How an n-dimensional (n>=2) array is represented in memory?

Can anyone provide me with a formula so that I can understand the memory representation of an n-dimensional(n>=2) array like this "How_are_two-dimensional_arrays_represented_in_memory"?
This calculation is applicable for 2D-arrays only.
How to calculate, suppose, a 5D array?
Ok....
I think I found the answer: Array_data_structure#Two-dimensional_arrays
A 2-dimensional array in C is nothing more or less than an array of arrays. A 3-dimensional array is an array of arrays of arrays. And so on.
The relevant section from the C99 standard is 6.5.2.1, "Array subscripting":
Successive subscript operators designate an element of a
multidimensional array object. If E is an n-dimensional array
(n ≥ 2) with dimensions i × j × . . . × k, then E (used as
other than an lvalue) is converted to a pointer to an (n −
1)-dimensional array with dimensions j × . . . × k. If the unary *
operator is applied to this pointer explicitly, or implicitly as a
result of subscripting, the result is the pointed-to (n −
1)-dimensional array, which itself is converted into a pointer if used
as other than an lvalue. It follows from this that arrays are stored
in row-major order (last subscript varies fastest).

◆ **Extracted entries**
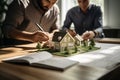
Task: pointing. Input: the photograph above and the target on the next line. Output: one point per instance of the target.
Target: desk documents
(43, 59)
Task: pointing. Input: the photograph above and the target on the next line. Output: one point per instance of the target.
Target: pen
(40, 27)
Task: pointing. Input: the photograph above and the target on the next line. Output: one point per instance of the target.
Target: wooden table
(20, 72)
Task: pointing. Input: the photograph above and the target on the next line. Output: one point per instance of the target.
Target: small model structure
(66, 45)
(63, 41)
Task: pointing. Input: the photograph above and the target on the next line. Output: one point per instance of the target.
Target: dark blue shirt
(91, 20)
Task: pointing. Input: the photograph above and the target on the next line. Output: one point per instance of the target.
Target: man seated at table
(87, 20)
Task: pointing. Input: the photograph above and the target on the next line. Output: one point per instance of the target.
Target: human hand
(88, 35)
(39, 37)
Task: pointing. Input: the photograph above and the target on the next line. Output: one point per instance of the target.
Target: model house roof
(58, 36)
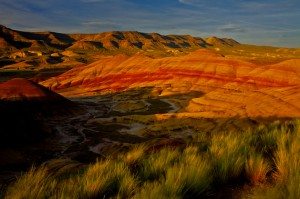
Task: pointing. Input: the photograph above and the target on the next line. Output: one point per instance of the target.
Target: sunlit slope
(228, 87)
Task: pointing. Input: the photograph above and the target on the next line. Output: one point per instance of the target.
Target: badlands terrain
(128, 96)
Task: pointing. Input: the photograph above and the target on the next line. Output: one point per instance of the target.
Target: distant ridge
(131, 40)
(21, 50)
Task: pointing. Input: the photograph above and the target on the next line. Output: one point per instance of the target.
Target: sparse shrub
(256, 168)
(229, 155)
(156, 164)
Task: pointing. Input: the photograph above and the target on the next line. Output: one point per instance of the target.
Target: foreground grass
(265, 159)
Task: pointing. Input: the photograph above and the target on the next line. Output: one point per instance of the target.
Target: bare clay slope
(231, 87)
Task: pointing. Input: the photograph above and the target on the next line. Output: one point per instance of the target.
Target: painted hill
(37, 48)
(231, 87)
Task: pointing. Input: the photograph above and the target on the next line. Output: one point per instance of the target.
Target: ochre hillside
(229, 87)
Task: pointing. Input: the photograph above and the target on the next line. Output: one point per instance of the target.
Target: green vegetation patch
(237, 159)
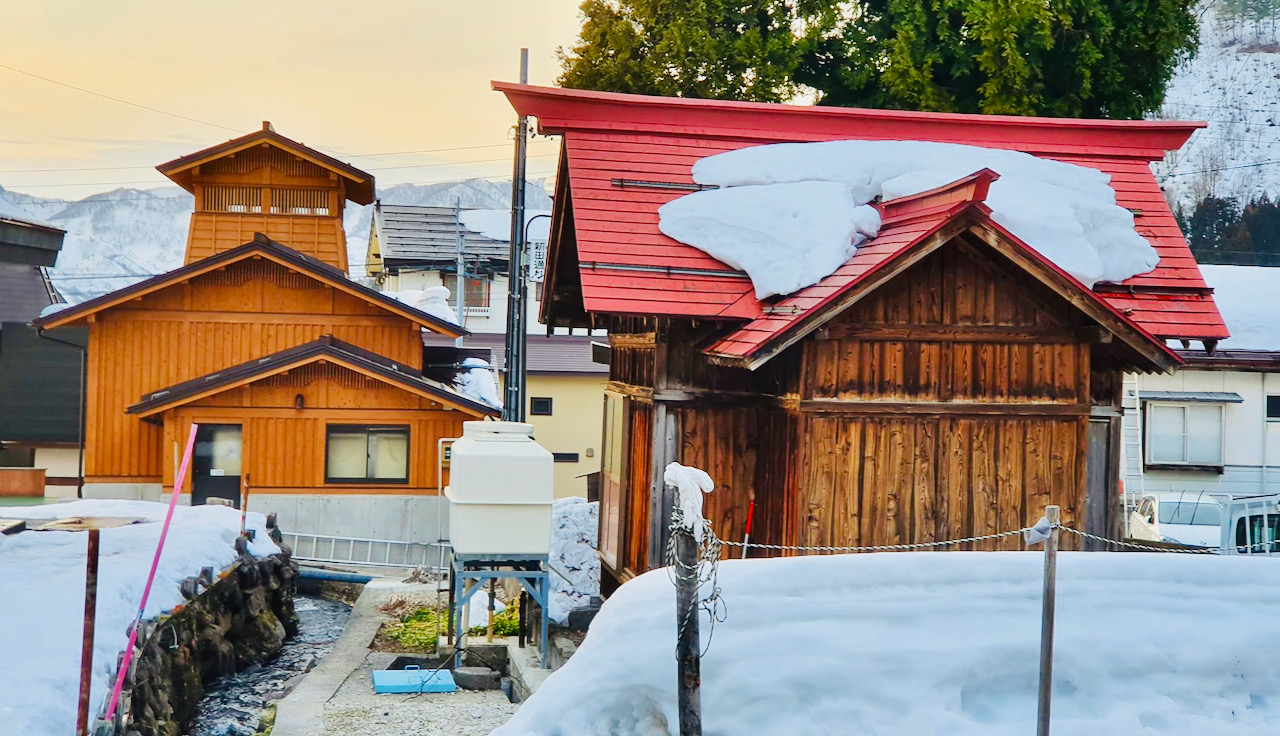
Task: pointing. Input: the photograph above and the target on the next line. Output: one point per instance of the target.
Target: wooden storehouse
(946, 382)
(304, 382)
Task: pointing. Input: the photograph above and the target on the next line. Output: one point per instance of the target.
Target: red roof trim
(560, 110)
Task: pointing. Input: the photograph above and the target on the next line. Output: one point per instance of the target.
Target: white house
(1214, 425)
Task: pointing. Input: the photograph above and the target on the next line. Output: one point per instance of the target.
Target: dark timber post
(1046, 677)
(686, 626)
(87, 643)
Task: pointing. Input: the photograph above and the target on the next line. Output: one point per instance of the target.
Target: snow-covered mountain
(1233, 82)
(123, 236)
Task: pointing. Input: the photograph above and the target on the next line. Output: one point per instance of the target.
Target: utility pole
(513, 398)
(462, 268)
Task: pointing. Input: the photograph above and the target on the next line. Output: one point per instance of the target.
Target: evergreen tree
(714, 49)
(1083, 58)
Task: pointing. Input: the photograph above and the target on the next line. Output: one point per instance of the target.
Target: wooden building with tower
(305, 383)
(946, 382)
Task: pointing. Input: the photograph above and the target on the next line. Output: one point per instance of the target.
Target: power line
(184, 196)
(117, 99)
(351, 155)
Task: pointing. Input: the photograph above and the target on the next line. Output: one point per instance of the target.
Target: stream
(233, 705)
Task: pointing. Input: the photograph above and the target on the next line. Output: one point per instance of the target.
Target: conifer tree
(1078, 58)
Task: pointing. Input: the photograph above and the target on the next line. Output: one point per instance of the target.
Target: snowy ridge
(936, 644)
(790, 214)
(1233, 82)
(124, 236)
(42, 584)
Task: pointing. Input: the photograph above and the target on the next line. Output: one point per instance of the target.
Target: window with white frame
(1184, 434)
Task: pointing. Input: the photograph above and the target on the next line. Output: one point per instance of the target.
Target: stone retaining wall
(238, 620)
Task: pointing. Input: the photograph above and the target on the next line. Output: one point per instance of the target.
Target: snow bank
(575, 526)
(42, 598)
(936, 643)
(789, 214)
(478, 383)
(432, 300)
(496, 224)
(1243, 296)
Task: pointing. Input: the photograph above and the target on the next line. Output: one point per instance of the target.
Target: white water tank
(501, 490)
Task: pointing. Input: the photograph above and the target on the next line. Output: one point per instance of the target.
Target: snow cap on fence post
(1040, 533)
(690, 485)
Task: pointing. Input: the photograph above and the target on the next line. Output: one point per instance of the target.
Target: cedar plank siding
(274, 429)
(951, 402)
(248, 310)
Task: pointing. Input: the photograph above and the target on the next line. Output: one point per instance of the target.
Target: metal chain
(1132, 545)
(704, 571)
(877, 547)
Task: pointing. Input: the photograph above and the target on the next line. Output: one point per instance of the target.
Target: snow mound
(1243, 296)
(575, 525)
(936, 643)
(790, 214)
(435, 302)
(476, 383)
(42, 598)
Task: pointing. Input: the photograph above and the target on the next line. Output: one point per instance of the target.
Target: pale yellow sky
(375, 77)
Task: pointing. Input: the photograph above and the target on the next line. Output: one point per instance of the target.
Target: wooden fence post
(689, 667)
(1046, 675)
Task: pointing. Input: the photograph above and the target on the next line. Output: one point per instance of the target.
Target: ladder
(1130, 446)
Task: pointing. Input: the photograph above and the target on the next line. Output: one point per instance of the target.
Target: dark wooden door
(216, 466)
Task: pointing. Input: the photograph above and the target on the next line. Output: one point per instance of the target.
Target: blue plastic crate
(414, 679)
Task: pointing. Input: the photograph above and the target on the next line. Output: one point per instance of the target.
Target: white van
(1193, 519)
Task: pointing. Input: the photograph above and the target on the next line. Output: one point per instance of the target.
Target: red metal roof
(618, 146)
(906, 223)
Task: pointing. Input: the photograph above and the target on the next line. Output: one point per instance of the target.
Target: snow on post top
(690, 485)
(790, 214)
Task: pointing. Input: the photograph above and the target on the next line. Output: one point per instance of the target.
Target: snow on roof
(575, 526)
(497, 224)
(42, 579)
(1244, 297)
(478, 383)
(935, 643)
(790, 214)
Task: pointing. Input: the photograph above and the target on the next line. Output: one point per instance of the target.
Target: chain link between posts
(704, 572)
(1134, 545)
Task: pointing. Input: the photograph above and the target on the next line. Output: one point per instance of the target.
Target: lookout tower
(266, 183)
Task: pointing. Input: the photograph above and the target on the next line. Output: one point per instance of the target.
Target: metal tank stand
(467, 574)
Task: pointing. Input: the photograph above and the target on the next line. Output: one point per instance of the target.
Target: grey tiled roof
(547, 355)
(22, 292)
(411, 234)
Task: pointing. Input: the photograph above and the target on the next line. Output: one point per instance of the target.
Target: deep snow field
(42, 598)
(904, 644)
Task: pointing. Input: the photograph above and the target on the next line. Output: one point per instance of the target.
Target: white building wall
(58, 462)
(1251, 443)
(490, 318)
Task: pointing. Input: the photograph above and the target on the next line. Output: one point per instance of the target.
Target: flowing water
(233, 705)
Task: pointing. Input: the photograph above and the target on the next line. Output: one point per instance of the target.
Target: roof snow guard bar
(647, 184)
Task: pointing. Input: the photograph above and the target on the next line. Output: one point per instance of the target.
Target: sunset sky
(375, 80)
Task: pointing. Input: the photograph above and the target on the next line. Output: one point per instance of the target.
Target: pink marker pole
(155, 563)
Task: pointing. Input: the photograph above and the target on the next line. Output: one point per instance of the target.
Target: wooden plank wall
(952, 402)
(897, 480)
(636, 492)
(250, 310)
(284, 447)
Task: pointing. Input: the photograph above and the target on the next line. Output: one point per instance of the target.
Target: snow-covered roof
(1243, 296)
(627, 155)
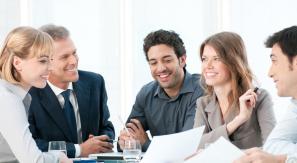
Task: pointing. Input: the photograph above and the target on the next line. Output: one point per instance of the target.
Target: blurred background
(109, 35)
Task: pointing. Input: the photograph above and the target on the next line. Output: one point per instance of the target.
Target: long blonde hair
(230, 48)
(23, 42)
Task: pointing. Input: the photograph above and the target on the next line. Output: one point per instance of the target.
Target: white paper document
(221, 151)
(173, 148)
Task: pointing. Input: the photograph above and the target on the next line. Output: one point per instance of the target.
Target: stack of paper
(173, 148)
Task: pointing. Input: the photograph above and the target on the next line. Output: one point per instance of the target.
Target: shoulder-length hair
(23, 42)
(231, 50)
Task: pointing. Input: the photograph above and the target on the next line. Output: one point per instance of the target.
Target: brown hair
(231, 50)
(23, 42)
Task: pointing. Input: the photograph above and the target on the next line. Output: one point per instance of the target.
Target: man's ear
(182, 60)
(17, 63)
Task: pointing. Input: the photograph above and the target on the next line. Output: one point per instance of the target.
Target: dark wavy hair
(169, 38)
(287, 41)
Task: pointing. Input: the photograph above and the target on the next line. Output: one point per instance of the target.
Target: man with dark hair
(281, 145)
(73, 105)
(168, 104)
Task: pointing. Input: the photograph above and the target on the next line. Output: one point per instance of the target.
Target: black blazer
(48, 122)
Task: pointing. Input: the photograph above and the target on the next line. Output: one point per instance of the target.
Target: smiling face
(165, 67)
(33, 71)
(214, 70)
(283, 73)
(64, 63)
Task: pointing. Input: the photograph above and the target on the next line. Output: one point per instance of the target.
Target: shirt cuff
(77, 150)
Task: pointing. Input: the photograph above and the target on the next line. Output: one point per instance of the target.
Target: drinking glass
(57, 146)
(132, 151)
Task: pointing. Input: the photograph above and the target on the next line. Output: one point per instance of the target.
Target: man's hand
(124, 135)
(137, 131)
(95, 144)
(256, 155)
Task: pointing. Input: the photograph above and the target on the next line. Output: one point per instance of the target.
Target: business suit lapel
(52, 106)
(214, 113)
(232, 113)
(82, 92)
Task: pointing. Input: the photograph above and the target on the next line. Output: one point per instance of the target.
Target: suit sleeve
(106, 127)
(43, 144)
(265, 115)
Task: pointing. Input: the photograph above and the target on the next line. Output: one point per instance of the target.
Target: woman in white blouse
(24, 62)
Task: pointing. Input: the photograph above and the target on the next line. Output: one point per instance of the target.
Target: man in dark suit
(73, 105)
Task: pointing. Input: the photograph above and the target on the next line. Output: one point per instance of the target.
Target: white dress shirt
(283, 137)
(73, 101)
(16, 142)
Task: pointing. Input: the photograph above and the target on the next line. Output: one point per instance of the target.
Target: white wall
(109, 34)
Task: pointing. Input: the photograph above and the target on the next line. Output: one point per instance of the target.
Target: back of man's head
(56, 32)
(169, 38)
(287, 41)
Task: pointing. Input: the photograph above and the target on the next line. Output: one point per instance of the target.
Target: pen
(112, 141)
(256, 89)
(122, 122)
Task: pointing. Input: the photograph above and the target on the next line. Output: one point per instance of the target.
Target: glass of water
(57, 146)
(132, 151)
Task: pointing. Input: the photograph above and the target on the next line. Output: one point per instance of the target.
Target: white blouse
(16, 142)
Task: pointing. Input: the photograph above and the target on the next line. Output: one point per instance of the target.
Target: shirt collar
(15, 89)
(187, 86)
(58, 90)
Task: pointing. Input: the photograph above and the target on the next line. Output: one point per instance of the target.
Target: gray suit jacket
(252, 133)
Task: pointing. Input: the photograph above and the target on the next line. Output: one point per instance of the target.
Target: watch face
(291, 159)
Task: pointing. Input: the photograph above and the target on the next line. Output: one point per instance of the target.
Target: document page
(221, 151)
(173, 148)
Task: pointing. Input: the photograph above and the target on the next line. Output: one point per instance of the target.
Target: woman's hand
(247, 102)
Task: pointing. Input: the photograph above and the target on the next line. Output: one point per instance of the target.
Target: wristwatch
(291, 159)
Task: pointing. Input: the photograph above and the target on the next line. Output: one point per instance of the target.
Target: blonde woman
(232, 107)
(24, 62)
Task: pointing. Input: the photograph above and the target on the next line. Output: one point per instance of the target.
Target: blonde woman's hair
(231, 50)
(25, 43)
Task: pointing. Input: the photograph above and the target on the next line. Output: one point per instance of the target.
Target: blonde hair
(23, 42)
(231, 50)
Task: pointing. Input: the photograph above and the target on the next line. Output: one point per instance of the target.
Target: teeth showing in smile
(71, 70)
(210, 74)
(163, 75)
(44, 77)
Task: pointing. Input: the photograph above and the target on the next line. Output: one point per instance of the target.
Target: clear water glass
(57, 146)
(132, 151)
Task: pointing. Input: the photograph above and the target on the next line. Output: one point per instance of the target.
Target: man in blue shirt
(168, 104)
(281, 145)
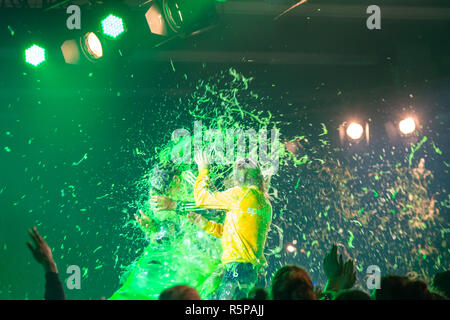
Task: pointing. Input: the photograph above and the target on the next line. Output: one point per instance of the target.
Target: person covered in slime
(176, 254)
(244, 232)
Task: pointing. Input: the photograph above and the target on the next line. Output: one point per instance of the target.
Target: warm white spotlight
(355, 131)
(290, 248)
(93, 45)
(407, 126)
(155, 20)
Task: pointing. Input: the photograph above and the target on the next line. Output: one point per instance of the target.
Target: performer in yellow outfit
(244, 232)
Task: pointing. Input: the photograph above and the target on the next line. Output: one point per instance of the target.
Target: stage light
(113, 26)
(355, 131)
(290, 248)
(92, 47)
(35, 55)
(180, 17)
(407, 126)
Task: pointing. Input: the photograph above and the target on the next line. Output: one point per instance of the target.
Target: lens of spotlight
(355, 131)
(407, 126)
(35, 55)
(188, 15)
(92, 47)
(113, 26)
(290, 248)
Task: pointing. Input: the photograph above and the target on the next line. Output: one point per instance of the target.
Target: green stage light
(35, 55)
(113, 26)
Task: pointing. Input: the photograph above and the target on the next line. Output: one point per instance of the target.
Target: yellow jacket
(247, 220)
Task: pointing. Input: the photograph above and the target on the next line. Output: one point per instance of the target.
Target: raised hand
(41, 252)
(162, 203)
(201, 159)
(197, 219)
(348, 275)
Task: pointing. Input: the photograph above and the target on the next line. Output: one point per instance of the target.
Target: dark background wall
(320, 64)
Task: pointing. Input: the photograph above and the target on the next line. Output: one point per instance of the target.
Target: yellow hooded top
(247, 220)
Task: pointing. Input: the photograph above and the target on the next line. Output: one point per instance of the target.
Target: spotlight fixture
(92, 47)
(112, 26)
(35, 55)
(88, 46)
(290, 248)
(407, 126)
(180, 17)
(355, 131)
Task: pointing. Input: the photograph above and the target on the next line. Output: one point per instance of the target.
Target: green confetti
(415, 148)
(324, 128)
(298, 182)
(350, 240)
(437, 150)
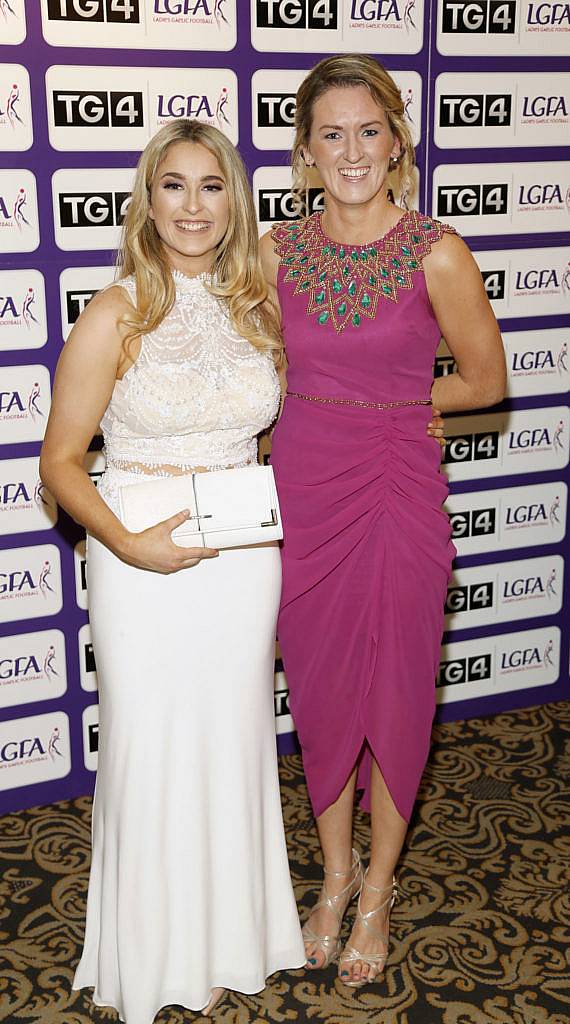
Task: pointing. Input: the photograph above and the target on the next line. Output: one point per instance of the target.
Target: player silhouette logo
(6, 8)
(546, 656)
(558, 443)
(221, 116)
(407, 100)
(551, 592)
(52, 748)
(49, 663)
(219, 13)
(553, 514)
(27, 312)
(44, 584)
(408, 14)
(18, 214)
(33, 407)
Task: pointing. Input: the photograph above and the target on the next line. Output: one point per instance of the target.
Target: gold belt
(357, 402)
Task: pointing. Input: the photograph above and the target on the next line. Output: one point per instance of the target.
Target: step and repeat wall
(486, 89)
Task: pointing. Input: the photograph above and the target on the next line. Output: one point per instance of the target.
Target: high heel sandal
(350, 954)
(330, 945)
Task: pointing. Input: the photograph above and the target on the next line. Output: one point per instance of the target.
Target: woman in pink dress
(366, 290)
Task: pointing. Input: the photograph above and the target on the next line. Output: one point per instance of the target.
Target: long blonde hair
(341, 72)
(237, 276)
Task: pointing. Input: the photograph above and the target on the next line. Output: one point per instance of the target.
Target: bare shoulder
(269, 258)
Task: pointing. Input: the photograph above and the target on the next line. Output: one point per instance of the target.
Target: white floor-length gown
(189, 886)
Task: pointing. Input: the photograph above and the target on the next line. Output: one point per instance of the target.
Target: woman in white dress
(189, 891)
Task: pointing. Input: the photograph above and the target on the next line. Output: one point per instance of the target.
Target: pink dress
(367, 553)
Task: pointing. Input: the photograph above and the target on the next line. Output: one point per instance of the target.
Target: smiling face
(189, 206)
(351, 143)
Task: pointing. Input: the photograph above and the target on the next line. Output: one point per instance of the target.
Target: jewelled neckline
(345, 284)
(375, 243)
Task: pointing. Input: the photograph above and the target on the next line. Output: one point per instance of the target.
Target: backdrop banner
(83, 86)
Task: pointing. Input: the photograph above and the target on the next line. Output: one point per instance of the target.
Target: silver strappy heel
(331, 944)
(350, 954)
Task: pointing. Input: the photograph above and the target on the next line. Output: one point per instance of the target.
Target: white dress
(189, 886)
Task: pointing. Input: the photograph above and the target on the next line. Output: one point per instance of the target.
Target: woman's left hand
(435, 426)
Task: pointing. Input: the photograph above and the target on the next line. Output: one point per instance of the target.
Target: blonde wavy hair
(342, 72)
(237, 276)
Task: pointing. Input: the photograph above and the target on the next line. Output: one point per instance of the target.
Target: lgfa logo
(547, 16)
(199, 11)
(539, 438)
(540, 360)
(13, 210)
(545, 196)
(203, 108)
(544, 110)
(32, 749)
(532, 515)
(385, 11)
(527, 657)
(15, 496)
(542, 281)
(16, 311)
(29, 668)
(20, 583)
(531, 587)
(15, 406)
(9, 114)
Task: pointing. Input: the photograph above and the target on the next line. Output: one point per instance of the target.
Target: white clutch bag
(229, 508)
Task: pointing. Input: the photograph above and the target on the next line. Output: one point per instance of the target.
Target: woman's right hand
(154, 549)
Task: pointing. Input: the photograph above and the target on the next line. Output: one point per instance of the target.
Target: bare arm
(469, 326)
(84, 381)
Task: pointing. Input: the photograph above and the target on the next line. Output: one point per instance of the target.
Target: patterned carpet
(482, 937)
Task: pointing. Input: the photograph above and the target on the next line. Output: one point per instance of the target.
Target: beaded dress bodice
(198, 395)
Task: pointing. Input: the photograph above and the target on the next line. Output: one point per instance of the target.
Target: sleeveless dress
(367, 553)
(189, 886)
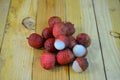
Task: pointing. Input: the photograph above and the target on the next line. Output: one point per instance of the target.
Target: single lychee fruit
(52, 20)
(79, 51)
(72, 42)
(84, 39)
(49, 45)
(47, 60)
(70, 28)
(61, 42)
(80, 64)
(65, 56)
(29, 23)
(47, 33)
(35, 40)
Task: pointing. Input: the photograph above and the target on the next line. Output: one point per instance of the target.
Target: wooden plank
(81, 13)
(46, 9)
(108, 15)
(4, 6)
(16, 55)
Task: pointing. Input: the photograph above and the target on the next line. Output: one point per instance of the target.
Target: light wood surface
(19, 61)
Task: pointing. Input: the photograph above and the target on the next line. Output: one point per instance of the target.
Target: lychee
(61, 42)
(49, 45)
(47, 33)
(84, 39)
(35, 40)
(80, 64)
(47, 60)
(65, 56)
(29, 23)
(79, 51)
(72, 42)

◆ **Required actions**
**A.** In the text on multidimensional arrays, turn the paragraph beginning "Successive subscript operators designate" into a short bulleted list that keeps its main facts.
**B.** Reproduce the text on multidimensional arrays word for word, from "This calculation is" up to and including "arrays. And so on.".

◆ **Written responses**
**A.**
- Successive subscript operators designate an element of a multidimensional array object.
- If E is an n-dimensional array (n ≥ 2) with dimensions i × j × . . . × k, then E, when used as other than an lvalue, becomes a pointer to an (n − 1)-dimensional array with dimensions j × . . . × k.
- Applying the unary * operator to that pointer, either explicitly or implicitly through subscripting, gives the pointed-to (n − 1)-dimensional array. That array is itself converted into a pointer if used as other than an lvalue.
- So arrays are stored in row-major order, with the last subscript varying fastest.

**B.**
This calculation is applicable for 2D-arrays only.
How to calculate, suppose, a 5D array?
Ok....
I think I found the answer: Array_data_structure#Two-dimensional_arrays
A 2-dimensional array in C is nothing more or less than an array of arrays. A 3-dimensional array is an array of arrays of arrays. And so on.